━━━━━ DOCUMENT EXTRACT

Architecture blueprint rewritten to v2: library-first (ffmpeg-shaped) module
layout, materialised-view data model over the event log, upload-session and
event-stream endpoints pinned, retrieval tiering promoted into the schema.

Roadmap added (docs/ROADMAP.md) with three phases. WP-0001 rewritten as the
Foundation plan (scaffold + kernels + local FS + minimal app). WP-0002..0005
created carrying the existing state_hub_task_ids forward semantically:
ingestion API (T004), retention lifecycle (T005), S3-compatible backend
(T006), guide-board pilot (T007). T001/T002/T003/T008 remain in WP-0001
with refined acceptance.

README and AGENTS.md refreshed to reflect the new repo shape.

Co-Authored-By: Claude Opus 4.7 <noreply@anthropic.com>
2026-05-15 21:16:17 +02:00

3.5 KiB

id, type, title, repo, domain, status, owner, topic_slug, planning_priority, planning_order, created, updated
id type title repo domain status owner topic_slug planning_priority planning_order created updated
ARTIFACT-STORE-WP-0004 workplan S3-Compatible Backend (Ceph RGW Target) artifact-store stack planned codex stack medium 4 2026-05-15 2026-05-15

ARTIFACT-STORE-WP-0004: S3-Compatible Backend

Purpose

Add a second concrete storage backend that speaks the S3 protocol. Validated targets: Ceph RGW (primary self-hosted production target), MinIO (dev / CI), AWS S3 (interop check). The backend must satisfy the storage SPI without any leaks of S3-specific concepts into the registry.

Constraints

  • storage.spi.StorageBackend Protocol from WP-0001 is the contract.
  • No S3 vocabulary leaks into registry.* or api.*.
  • docs/ARCHITECTURE-BLUEPRINT.md storage-backend section.

Prerequisites

  • WP-0001 done (SPI exists, local backend exists as a reference).

D4.1 - Configuration Surface

id: ARTIFACT-STORE-WP-0004-T001
status: todo
priority: high
state_hub_task_id: "7b980a55-2364-48c3-98ac-081629a8d2b7"

Acceptance:

  • s3 backend configuration accepts: endpoint_url, region, bucket, key_prefix, access_key_ref, secret_key_ref, storage_class, sse (optional), multipart_threshold_bytes, multipart_chunk_bytes.
  • Credential references resolve from env vars or mounted files; never from request bodies.
  • Documented Ceph RGW configuration example checked in under docs/OPERATOR.md.

D4.2 - S3 Backend Implementation

id: ARTIFACT-STORE-WP-0004-T002
status: todo
priority: high

Acceptance:

  • storage.backends.s3.S3Backend implements the SPI using aioboto3 or aiobotocore (decision recorded in the workplan; whichever is better-maintained at implementation time).

━━━━━━━━━━

REQUIRED TASKS →
**1.** In the S3 backend workplan, which storage target is the primary self-hosted production target?
**2.** Pick up the S3 backend workplan where it stops and continue it.

━━━━━ RECORDED INFORMATION

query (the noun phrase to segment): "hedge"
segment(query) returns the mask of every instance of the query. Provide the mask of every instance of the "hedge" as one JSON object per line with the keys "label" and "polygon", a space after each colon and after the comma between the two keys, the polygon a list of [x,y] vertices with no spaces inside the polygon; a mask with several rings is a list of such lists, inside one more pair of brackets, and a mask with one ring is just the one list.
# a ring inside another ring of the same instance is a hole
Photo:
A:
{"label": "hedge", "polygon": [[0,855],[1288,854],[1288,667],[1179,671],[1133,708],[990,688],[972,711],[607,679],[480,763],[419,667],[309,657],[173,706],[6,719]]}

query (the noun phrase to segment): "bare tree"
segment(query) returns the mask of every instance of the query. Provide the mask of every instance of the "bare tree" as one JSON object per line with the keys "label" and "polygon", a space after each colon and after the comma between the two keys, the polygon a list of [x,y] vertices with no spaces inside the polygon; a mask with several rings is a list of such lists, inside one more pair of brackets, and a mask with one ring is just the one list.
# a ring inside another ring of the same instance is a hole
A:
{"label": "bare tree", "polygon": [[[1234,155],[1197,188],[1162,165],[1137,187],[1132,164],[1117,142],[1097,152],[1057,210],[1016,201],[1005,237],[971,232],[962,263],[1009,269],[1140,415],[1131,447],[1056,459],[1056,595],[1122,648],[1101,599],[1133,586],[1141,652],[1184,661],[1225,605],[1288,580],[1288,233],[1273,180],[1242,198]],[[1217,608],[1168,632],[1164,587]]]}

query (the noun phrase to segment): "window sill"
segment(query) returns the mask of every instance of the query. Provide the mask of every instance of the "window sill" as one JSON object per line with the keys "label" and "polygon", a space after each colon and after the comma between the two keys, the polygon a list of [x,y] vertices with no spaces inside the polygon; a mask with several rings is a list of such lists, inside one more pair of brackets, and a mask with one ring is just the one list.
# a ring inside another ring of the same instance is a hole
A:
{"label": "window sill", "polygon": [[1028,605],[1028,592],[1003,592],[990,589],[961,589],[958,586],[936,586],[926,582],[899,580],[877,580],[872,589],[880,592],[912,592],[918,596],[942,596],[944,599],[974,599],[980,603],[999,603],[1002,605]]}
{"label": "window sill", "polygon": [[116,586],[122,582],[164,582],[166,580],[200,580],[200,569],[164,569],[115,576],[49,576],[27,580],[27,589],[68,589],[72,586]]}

━━━━━━━━━━

ANSWERS IN ORDER →
**1.** Ceph RGW

**2.**
  • Object key layout <key_prefix>/<digest_algorithm>/<hex[0:2]>/<hex[2:4]>/<hex>.
  • put uses multipart for objects above the configured threshold.
  • get supports Range.
  • head, delete, health implemented.
  • delete is idempotent (delete-of-missing returns success).

D4.3 - Backend Selection And Routing

id: ARTIFACT-STORE-WP-0004-T003
status: todo
priority: medium

Acceptance:

  • A registry can have multiple backends configured; package creation records which backend a file is stored in.
  • Per-package backend selection rule: configurable function of retention_class + producer; default routes everything to a single backend.
  • storage_locations.backend_id reflects the actual storage.

D4.4 - Test Strategy: MinIO In CI, RGW As Documented Manual Smoke

id: ARTIFACT-STORE-WP-0004-T004
status: todo
priority: high

Acceptance:

  • Integration tests run against MinIO via testcontainers-python (or a docker-compose fixture if testcontainers fights the WSL2 environment).
  • A documented manual procedure tests against a real Ceph RGW endpoint; results recorded in docs/OPERATOR.md.
  • No CI dependency on a live Ceph or AWS account.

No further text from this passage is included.